Records of labeled points:
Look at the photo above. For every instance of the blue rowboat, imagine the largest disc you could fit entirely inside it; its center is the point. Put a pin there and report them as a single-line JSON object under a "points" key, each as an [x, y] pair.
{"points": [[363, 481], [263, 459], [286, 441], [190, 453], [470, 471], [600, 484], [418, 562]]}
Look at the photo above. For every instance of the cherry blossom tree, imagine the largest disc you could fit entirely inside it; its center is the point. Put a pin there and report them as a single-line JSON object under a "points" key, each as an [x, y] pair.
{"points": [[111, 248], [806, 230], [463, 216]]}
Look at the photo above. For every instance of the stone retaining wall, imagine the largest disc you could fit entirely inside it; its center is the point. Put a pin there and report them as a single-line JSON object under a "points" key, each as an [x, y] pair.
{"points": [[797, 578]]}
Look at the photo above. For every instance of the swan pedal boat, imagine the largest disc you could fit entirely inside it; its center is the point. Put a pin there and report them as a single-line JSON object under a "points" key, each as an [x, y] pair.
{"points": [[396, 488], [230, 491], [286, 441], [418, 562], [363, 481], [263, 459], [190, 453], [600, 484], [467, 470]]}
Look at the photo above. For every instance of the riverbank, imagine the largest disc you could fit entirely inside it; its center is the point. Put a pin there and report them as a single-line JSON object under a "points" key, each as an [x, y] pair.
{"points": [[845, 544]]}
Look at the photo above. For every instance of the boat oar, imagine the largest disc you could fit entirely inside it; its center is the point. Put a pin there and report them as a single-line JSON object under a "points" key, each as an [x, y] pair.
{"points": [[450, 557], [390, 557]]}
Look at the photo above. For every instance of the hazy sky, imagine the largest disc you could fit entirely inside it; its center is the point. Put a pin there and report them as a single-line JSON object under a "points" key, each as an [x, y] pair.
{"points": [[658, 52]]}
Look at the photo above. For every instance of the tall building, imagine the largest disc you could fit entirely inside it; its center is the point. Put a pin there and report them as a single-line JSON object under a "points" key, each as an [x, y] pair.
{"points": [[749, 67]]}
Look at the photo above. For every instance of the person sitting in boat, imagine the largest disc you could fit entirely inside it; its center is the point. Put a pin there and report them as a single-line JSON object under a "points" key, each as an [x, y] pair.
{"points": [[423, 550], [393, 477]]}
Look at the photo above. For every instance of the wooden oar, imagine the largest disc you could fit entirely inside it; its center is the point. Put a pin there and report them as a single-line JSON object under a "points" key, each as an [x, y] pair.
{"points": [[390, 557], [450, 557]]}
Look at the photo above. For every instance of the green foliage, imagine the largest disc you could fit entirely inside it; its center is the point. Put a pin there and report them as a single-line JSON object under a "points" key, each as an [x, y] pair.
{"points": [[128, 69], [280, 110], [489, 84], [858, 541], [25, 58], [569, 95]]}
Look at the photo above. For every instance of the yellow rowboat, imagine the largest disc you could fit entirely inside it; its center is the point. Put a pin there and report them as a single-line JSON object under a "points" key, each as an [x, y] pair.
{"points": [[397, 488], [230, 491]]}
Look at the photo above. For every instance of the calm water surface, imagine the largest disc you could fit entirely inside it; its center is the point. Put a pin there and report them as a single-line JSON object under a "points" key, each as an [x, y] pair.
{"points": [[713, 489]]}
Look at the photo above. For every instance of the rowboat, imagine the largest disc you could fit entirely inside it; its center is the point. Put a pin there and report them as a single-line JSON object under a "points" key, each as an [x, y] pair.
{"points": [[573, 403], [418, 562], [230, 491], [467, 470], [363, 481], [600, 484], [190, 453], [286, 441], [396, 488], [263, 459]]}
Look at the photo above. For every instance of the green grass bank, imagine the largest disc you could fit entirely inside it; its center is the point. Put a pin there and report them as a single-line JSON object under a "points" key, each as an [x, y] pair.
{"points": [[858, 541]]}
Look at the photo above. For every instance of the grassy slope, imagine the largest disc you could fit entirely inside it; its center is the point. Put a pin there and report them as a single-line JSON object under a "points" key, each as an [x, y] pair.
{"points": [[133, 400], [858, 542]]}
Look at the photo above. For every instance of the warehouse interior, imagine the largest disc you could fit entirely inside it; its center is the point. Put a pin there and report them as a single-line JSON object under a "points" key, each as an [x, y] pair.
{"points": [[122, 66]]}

==

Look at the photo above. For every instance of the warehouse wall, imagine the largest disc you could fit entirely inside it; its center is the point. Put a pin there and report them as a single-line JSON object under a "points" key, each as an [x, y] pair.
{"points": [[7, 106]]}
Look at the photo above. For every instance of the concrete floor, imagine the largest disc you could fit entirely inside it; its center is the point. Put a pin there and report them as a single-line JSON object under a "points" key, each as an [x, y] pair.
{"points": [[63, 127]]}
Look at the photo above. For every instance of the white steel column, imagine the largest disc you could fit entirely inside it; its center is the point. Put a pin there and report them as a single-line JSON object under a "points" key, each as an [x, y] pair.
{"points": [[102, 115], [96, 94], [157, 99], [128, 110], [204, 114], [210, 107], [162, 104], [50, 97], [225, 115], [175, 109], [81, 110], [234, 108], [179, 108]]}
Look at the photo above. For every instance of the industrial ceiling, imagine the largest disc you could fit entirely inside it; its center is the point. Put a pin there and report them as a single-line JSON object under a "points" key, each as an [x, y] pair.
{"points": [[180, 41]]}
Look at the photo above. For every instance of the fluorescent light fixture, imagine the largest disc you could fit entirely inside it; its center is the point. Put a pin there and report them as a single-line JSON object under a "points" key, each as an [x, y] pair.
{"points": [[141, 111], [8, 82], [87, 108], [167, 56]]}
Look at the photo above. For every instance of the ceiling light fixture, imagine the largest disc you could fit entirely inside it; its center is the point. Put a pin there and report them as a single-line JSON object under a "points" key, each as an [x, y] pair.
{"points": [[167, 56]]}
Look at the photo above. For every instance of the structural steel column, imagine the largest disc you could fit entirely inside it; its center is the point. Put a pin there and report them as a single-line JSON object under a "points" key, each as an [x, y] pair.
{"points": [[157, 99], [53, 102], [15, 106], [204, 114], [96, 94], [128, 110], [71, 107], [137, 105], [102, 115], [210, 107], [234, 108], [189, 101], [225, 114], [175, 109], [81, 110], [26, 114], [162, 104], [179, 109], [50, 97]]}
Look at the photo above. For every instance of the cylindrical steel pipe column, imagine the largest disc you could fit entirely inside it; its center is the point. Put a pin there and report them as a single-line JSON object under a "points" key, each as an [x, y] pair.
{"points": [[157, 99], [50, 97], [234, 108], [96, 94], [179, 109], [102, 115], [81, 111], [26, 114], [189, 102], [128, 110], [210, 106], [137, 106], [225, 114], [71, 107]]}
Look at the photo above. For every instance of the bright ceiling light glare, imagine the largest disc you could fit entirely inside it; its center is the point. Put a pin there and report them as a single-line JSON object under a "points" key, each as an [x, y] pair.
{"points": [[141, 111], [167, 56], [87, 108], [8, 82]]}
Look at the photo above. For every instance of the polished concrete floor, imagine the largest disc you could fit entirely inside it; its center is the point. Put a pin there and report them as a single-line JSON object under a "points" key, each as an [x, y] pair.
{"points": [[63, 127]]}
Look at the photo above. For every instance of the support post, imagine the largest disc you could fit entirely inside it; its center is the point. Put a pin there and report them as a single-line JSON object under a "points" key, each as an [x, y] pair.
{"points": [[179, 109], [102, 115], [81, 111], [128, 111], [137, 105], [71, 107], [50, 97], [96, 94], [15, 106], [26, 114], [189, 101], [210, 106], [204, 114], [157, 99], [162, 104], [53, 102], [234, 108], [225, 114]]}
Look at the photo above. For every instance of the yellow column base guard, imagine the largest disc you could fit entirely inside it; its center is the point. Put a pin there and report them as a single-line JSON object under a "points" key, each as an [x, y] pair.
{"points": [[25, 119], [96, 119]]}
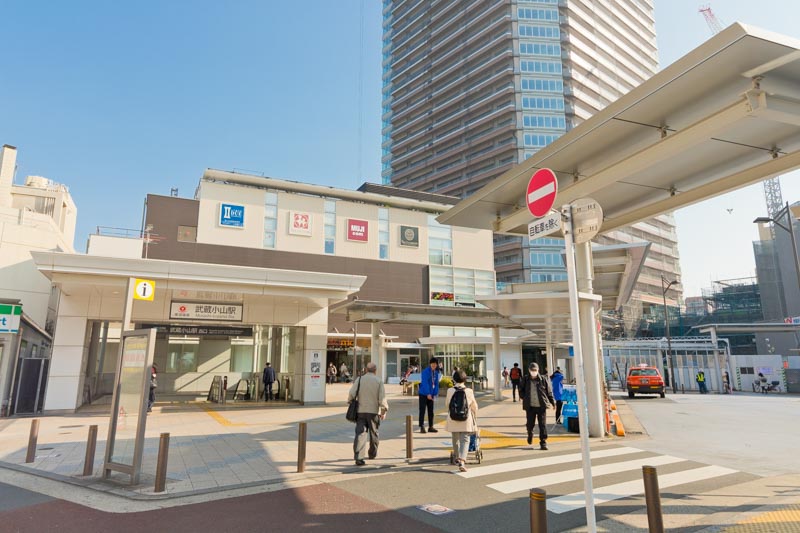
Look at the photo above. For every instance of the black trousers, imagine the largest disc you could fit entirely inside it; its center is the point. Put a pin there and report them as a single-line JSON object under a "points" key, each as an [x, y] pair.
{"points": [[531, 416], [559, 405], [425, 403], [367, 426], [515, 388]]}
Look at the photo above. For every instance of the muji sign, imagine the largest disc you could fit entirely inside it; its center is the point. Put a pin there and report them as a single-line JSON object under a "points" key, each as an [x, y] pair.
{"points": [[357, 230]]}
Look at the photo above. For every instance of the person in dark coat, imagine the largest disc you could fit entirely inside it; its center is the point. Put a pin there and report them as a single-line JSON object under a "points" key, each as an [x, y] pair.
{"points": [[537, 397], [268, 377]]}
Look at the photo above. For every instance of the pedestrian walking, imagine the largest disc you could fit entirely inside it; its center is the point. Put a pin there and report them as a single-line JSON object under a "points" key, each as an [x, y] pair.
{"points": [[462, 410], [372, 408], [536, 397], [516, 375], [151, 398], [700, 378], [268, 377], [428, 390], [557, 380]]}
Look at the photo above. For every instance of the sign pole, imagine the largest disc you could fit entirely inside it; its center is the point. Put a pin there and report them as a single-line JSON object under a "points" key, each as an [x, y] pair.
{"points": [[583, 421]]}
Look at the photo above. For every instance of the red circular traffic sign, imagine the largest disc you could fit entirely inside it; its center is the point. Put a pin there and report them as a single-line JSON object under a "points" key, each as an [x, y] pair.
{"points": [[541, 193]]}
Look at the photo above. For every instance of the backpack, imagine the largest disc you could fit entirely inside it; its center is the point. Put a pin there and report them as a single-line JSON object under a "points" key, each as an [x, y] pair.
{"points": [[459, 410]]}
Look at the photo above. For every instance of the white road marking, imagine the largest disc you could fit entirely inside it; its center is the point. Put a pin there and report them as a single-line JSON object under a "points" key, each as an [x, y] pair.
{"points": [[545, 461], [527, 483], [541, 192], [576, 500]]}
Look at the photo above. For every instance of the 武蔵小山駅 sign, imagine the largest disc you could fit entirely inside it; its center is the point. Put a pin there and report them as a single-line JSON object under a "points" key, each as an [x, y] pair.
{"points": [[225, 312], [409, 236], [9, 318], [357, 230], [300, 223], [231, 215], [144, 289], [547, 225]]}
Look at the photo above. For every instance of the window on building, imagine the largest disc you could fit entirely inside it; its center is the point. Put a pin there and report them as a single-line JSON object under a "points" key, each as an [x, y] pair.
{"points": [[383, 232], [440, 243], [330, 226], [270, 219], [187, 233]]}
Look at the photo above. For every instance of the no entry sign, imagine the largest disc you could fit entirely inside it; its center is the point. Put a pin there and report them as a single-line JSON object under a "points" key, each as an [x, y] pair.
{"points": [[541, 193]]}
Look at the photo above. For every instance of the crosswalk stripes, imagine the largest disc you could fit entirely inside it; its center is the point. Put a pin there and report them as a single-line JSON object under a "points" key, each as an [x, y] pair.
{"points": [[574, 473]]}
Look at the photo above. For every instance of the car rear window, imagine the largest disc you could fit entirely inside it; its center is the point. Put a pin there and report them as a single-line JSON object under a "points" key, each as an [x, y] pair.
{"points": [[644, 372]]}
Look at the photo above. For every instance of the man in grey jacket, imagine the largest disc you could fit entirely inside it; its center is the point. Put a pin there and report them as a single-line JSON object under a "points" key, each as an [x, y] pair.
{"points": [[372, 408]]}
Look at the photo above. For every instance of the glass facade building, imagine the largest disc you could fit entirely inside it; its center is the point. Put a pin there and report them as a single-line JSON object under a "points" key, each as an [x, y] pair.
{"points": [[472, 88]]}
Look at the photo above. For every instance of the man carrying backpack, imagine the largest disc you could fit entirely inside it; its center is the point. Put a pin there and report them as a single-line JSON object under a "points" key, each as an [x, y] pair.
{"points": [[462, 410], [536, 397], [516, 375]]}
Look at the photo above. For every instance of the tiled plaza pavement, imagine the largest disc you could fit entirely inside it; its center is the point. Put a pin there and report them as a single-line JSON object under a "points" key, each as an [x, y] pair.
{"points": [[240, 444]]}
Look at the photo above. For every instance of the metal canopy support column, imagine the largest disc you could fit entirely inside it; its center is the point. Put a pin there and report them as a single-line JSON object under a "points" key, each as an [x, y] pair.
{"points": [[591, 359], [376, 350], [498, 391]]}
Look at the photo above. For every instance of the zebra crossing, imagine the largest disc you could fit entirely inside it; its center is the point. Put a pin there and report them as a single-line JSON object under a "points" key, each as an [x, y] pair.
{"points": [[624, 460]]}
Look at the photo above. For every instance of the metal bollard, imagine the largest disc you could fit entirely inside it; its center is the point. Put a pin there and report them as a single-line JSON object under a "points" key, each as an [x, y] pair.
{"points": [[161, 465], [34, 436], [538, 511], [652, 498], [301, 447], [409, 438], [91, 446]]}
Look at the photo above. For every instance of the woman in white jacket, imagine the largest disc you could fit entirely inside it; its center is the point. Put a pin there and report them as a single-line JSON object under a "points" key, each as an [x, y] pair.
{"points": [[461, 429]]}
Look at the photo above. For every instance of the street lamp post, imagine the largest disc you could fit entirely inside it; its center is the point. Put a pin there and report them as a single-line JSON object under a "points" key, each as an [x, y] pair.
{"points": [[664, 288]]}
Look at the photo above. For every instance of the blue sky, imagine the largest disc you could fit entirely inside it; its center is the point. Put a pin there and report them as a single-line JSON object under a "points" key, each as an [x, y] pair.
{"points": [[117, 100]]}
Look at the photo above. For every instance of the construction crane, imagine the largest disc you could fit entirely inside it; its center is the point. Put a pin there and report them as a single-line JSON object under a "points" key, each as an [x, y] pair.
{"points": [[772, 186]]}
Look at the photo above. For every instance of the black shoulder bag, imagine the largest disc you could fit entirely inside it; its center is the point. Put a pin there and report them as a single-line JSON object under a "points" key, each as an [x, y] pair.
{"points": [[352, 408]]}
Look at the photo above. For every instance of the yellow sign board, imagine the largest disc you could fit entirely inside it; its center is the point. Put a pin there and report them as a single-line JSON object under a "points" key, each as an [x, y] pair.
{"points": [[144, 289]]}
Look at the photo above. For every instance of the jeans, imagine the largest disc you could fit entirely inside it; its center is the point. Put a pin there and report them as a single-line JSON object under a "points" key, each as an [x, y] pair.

▸ What you are asked to do
Can you write out the material once more, word for word, beginning at the line that has "the black shoulder" and stopping after the line that has "the jeans, imagine"?

▸ Result for this exercise
Look at the photo above. For every instance of the black shoulder bag, imagine the largest disc you could fit entirely inside it; its center is the point. Put a pin there and report them as a single-line JSON object under a "points" key, each as an [x, y] pair.
{"points": [[352, 408]]}
Look at the photo above. For every instance of the yellow sign board, imagine the largest disc you could fit entirely inside it; its center is the point. Put a pin there and report them as a single-line JSON object under a "points" key, each as an [x, y] pair.
{"points": [[144, 289]]}
Look at the photo above. For every instance of the jeans, imagine the largest disc you could fit entirely inside it; its center is the point. Put a pin there and report them as a single-line JSON object under a "points" key, each as an [x, y] pair.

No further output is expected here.